Image-grounded pointing data

==================================================

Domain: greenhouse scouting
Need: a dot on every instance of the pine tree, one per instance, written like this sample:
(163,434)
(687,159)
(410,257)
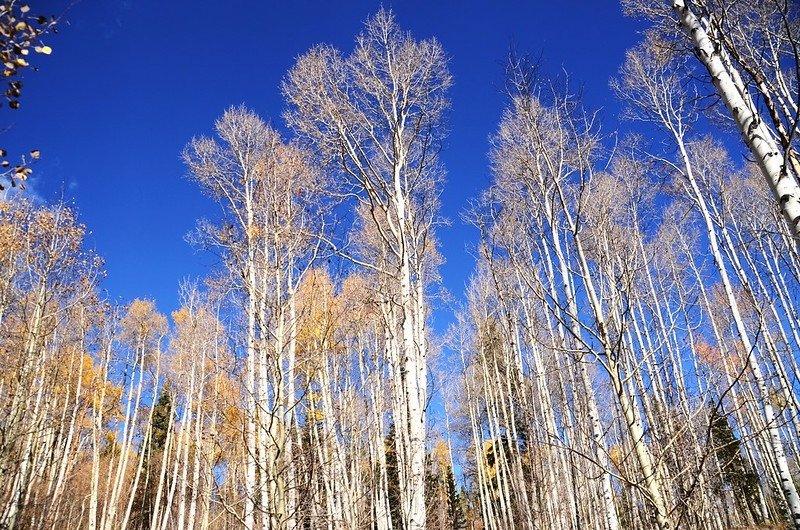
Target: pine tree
(736,471)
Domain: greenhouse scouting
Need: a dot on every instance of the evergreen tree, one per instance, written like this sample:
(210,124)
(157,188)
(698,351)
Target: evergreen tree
(736,471)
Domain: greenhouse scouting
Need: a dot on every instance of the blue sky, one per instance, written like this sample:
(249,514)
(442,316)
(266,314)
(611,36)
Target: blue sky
(129,83)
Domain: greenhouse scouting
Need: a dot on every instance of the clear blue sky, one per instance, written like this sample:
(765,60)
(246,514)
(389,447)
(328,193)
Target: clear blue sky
(129,83)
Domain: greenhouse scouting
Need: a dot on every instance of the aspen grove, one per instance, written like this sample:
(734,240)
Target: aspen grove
(625,354)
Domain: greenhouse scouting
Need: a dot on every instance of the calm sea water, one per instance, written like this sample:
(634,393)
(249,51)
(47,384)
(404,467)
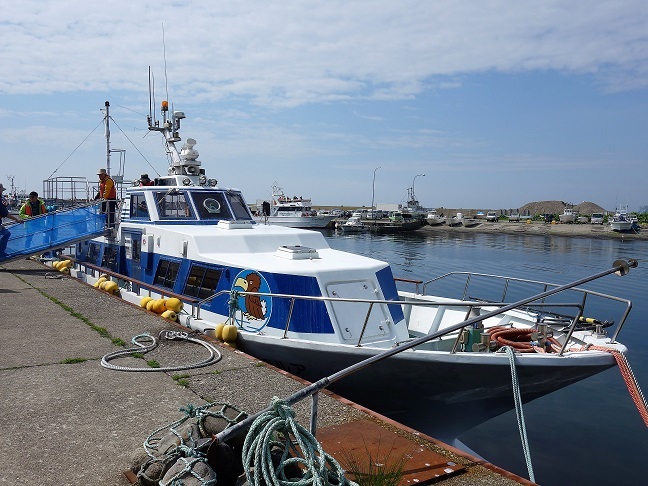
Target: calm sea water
(589,433)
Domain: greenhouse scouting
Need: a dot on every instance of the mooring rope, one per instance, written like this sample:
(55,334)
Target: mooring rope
(517,397)
(214,354)
(277,429)
(628,377)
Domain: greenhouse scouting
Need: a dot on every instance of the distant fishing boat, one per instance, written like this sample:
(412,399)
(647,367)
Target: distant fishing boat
(621,220)
(294,212)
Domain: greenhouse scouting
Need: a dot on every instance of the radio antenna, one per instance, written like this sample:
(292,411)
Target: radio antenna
(166,84)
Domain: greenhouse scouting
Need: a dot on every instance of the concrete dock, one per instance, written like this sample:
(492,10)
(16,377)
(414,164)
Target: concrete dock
(69,421)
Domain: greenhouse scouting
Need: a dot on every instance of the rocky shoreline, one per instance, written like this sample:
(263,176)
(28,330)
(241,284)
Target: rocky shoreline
(584,230)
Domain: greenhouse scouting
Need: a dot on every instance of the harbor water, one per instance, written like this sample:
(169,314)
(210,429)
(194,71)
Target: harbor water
(588,433)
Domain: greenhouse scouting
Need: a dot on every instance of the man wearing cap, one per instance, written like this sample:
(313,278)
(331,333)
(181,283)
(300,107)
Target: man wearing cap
(4,233)
(145,181)
(108,192)
(33,207)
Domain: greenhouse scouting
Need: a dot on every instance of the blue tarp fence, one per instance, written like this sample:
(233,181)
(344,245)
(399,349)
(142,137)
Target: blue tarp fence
(52,230)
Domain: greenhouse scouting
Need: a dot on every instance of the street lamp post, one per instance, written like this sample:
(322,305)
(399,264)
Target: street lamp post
(413,198)
(373,192)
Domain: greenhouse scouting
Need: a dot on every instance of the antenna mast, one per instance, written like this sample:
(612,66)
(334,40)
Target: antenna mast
(107,122)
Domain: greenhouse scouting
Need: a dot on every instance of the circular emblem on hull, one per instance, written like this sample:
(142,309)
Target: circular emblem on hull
(255,310)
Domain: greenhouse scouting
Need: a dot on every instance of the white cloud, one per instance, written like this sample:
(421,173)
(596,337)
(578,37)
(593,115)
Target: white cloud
(294,52)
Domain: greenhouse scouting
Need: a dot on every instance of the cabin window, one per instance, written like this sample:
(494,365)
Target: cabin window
(202,282)
(93,253)
(239,207)
(138,207)
(110,258)
(211,205)
(173,205)
(136,248)
(166,274)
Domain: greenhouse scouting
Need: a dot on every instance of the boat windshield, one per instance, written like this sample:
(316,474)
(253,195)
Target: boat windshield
(173,204)
(228,205)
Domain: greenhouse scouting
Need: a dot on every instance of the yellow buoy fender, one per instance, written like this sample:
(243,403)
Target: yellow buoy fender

==================================================

* WORK INSTRUCTION:
Output the data exactly, pictures omitted.

* YOUR RESPONSE:
Domain: greenhouse scouting
Need: a dot on every instance of the pine tree, one per instance, written like this sample:
(163,434)
(687,159)
(410,257)
Target: pine tree
(736,471)
Domain: greenhouse scouting
Need: a dot on every instance of the evergreen tree, one per instance, written like this sample:
(210,124)
(157,188)
(698,351)
Target: evergreen tree
(736,471)
Domain: greenhouse scouting
Need: a dot on every instance of the blue sky, one per instance, written like this sample:
(249,514)
(442,316)
(266,314)
(611,36)
Target: blue sky
(129,83)
Domain: greenhouse scouting
Need: a dot on every instance of the clear blue sky, one per instance, written like this sample:
(765,60)
(246,514)
(389,447)
(328,193)
Target: clear blue sky
(129,83)
Domain: greenhouse scouting
Need: a dot on every instance of the aspen grove, one per instance, written like this sample:
(734,240)
Target: aspen grove
(625,354)
Domain: greenhouse scouting
Need: a dot on every instance of the calm sea water, one per instance, written like this sample:
(634,393)
(249,51)
(47,384)
(404,467)
Target: calm sea water
(589,433)
Domain: greenhouse scouting
Need: a dot on every instance of the mooring rope, one per instance, written like this sample:
(55,334)
Target: mooring rope
(517,397)
(214,354)
(277,429)
(628,377)
Domain: greenhouse scouting
Need: a dot on every instance of the distant fishing boat, one per instance, written like this sample:
(412,399)
(647,367)
Target: distant fishing boat
(621,220)
(294,212)
Domain: greenhouse scouting
Need: a dot on every instance of the radio antenna, one per instance, written like this sample:
(292,411)
Target: radio antenna
(166,84)
Domain: greenhouse scouting
Need: a dot on every instance of the concrete dock, one per instance, written like this sample:
(492,10)
(16,377)
(414,164)
Target: concrete dock
(69,421)
Domain: greenhouse scouting
Need: a dot on every instance of the rocky shoreline, one per instance, written like this sample:
(263,176)
(28,330)
(241,284)
Target: rocky shoreline
(584,230)
Domain: greenhouse scouting
Need: a dot on every instance of the harbor water, one per instance, written like this sample:
(169,314)
(210,429)
(194,71)
Target: harbor water
(588,433)
Domain: greenhouse scouting
Need: a dot on every instance of the man wearing cap, one per instance, written like this sample:
(313,278)
(331,333)
(181,283)
(300,107)
Target: man wearing cap
(4,233)
(145,181)
(108,192)
(33,207)
Domain: greenhouse scouting
Need: a dot on every instance of the blue tarp fence, one per instance, written like this sample:
(233,181)
(344,245)
(399,349)
(142,137)
Target: blue tarp fence
(52,230)
Domain: greenhouse scouting
Need: a dot on every instance of the street lamp post, one per instance, written like this sample:
(322,305)
(399,264)
Target: street lamp post
(413,198)
(373,192)
Domain: greenhouse scouting
Need: a dot on every instance of the antenna mast, one per instance, written like this sample:
(612,66)
(334,40)
Target: antenna mast
(107,122)
Domain: greenhouse scouting
Need: a dot on every instance of the circular emblem on hull, one per instance, written like this sample:
(142,309)
Target: circular emblem on hull
(255,310)
Domain: greenhouse scouting
Need: a dot on every instance of the white cloud, one per instance, written like this sample:
(421,173)
(596,337)
(578,37)
(593,115)
Target: white cloud
(294,52)
Domain: greenhouse scouting
Need: a dot on every instance of the cabin window, one per instance, written like this sample:
(494,365)
Target: cabin window
(202,282)
(93,253)
(239,207)
(138,207)
(110,258)
(211,205)
(173,205)
(136,248)
(166,274)
Domain: greenhouse scouting
Need: a dot on every instance of the boat windshield, one per instance, written like this sample:
(316,474)
(253,195)
Target: boat windshield
(173,204)
(228,205)
Domain: greenhouse scouting
Need: a dot on every instance of the yellow buoy fender, one per instance, written like this sample:
(243,403)
Target: yellow buoy fender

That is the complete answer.